Aim of the task —
All that is needed is the line containing "Phrase: wood plank flooring" together with each line after it, transcribed exactly to the end of the records.
╭─ Extracted information
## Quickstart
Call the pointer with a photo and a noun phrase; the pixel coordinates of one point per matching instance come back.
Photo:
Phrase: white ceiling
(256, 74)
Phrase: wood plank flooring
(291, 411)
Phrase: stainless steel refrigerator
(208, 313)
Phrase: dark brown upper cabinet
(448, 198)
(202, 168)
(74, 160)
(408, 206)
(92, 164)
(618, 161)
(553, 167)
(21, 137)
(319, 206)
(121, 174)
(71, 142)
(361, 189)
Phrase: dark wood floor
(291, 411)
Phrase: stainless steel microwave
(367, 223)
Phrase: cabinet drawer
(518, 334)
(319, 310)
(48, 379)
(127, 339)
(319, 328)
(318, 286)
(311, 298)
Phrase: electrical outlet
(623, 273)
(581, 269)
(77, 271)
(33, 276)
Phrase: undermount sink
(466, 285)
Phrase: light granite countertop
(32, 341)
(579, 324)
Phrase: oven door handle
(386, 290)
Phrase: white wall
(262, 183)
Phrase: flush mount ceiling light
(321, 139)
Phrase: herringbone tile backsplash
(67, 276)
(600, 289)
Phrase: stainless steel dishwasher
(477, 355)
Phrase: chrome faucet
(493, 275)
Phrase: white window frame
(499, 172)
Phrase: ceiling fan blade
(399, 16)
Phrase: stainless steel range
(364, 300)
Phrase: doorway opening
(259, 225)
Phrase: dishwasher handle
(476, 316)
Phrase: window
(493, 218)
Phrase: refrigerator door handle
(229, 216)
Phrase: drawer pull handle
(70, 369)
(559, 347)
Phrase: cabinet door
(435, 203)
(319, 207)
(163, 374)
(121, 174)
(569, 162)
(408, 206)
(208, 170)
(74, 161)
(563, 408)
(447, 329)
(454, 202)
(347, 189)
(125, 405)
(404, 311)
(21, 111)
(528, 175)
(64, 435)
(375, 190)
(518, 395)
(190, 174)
╰─
Result —
Phrase: wood plank flooring
(291, 411)
Phrase: stainless steel refrigerator
(208, 313)
Phrase: dark brown upper cabinet
(448, 198)
(202, 168)
(74, 160)
(408, 206)
(92, 164)
(618, 161)
(553, 167)
(21, 137)
(319, 206)
(121, 174)
(71, 142)
(361, 189)
Phrase: dark wood floor
(291, 411)
Phrase: stainless steel microwave
(367, 223)
Phrase: cabinet drawer
(518, 334)
(319, 310)
(48, 379)
(127, 339)
(319, 328)
(318, 286)
(311, 298)
Phrase: electrical outlet
(623, 273)
(581, 269)
(77, 271)
(33, 276)
Phrase: undermount sink
(466, 285)
Phrase: light granite countertop
(32, 341)
(579, 324)
Phrase: oven door handle
(386, 290)
Phrase: white wall
(262, 183)
Phrase: flush mount ceiling light
(321, 139)
Phrase: herringbone tile backsplash
(67, 276)
(600, 289)
Phrase: stainless steel dishwasher
(477, 355)
Phrase: chrome faucet
(493, 275)
Phrase: white window frame
(499, 172)
Phrase: ceiling fan blade
(399, 16)
Phrase: stainless steel range
(364, 300)
Phrase: doorway opening
(259, 225)
Phrase: dishwasher handle
(476, 316)
Phrase: window
(493, 218)
Phrase: refrigerator door handle
(229, 216)
Phrase: drawer pull handle
(70, 369)
(559, 347)
Phrase: cabinet door
(435, 203)
(319, 207)
(163, 374)
(121, 174)
(569, 162)
(408, 206)
(208, 170)
(74, 161)
(563, 408)
(447, 329)
(454, 202)
(347, 189)
(125, 405)
(404, 311)
(21, 111)
(528, 175)
(64, 435)
(375, 190)
(518, 395)
(190, 174)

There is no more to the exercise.